Recorded data –
◆ ◆ ◆
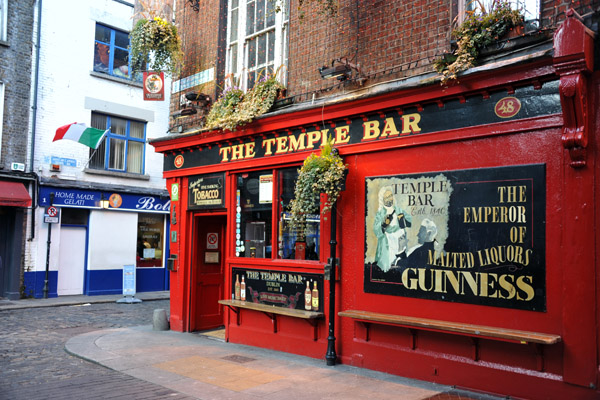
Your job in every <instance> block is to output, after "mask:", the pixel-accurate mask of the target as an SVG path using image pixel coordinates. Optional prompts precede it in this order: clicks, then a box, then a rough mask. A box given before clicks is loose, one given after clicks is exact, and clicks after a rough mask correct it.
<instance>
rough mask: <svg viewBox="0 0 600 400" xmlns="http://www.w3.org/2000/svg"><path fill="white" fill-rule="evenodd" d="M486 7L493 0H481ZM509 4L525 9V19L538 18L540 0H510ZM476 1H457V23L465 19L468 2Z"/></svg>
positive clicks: (531, 18) (534, 19)
mask: <svg viewBox="0 0 600 400" xmlns="http://www.w3.org/2000/svg"><path fill="white" fill-rule="evenodd" d="M481 1H482V2H483V3H484V6H485V7H486V10H487V9H488V8H489V6H490V5H491V4H492V3H493V2H494V0H481ZM496 1H498V0H496ZM509 2H510V5H511V7H512V8H513V9H523V10H525V21H531V20H539V19H540V12H541V7H540V3H541V0H510V1H509ZM476 3H477V1H476V0H461V1H459V2H458V16H459V18H458V23H459V24H460V23H462V22H463V21H464V20H465V15H466V11H467V10H468V8H467V6H468V5H469V4H473V5H475V4H476Z"/></svg>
◆ ◆ ◆
What you should do – Copy out all the data exactly. The images should not appear in the copy.

Task result –
Your job in every <instance> block is to output, after "mask:", the pixel-accurate mask of the target as an SVG path using image pixel coordinates. Optional prompts precede it in this order: clicks, then a box, then a rough mask. A box given before clicks is loose, one given after clicks is exact, and clicks after a rough mask correct it.
<instance>
rough mask: <svg viewBox="0 0 600 400" xmlns="http://www.w3.org/2000/svg"><path fill="white" fill-rule="evenodd" d="M486 7L493 0H481ZM509 4L525 9V19L538 18L540 0H510ZM476 1H457V23L465 19L468 2Z"/></svg>
positive clicks: (531, 18) (534, 19)
mask: <svg viewBox="0 0 600 400" xmlns="http://www.w3.org/2000/svg"><path fill="white" fill-rule="evenodd" d="M481 1H482V2H483V3H484V6H485V7H486V10H487V9H488V8H489V6H490V5H491V4H492V3H493V2H494V0H481ZM496 1H498V0H496ZM509 2H510V5H511V7H512V8H513V9H523V10H525V21H531V20H539V19H540V12H541V7H540V3H541V0H510V1H509ZM476 3H477V1H476V0H461V1H459V2H458V16H459V18H458V23H459V24H460V23H462V22H463V21H464V20H465V15H466V11H467V10H468V8H467V6H468V5H469V4H473V5H475V4H476Z"/></svg>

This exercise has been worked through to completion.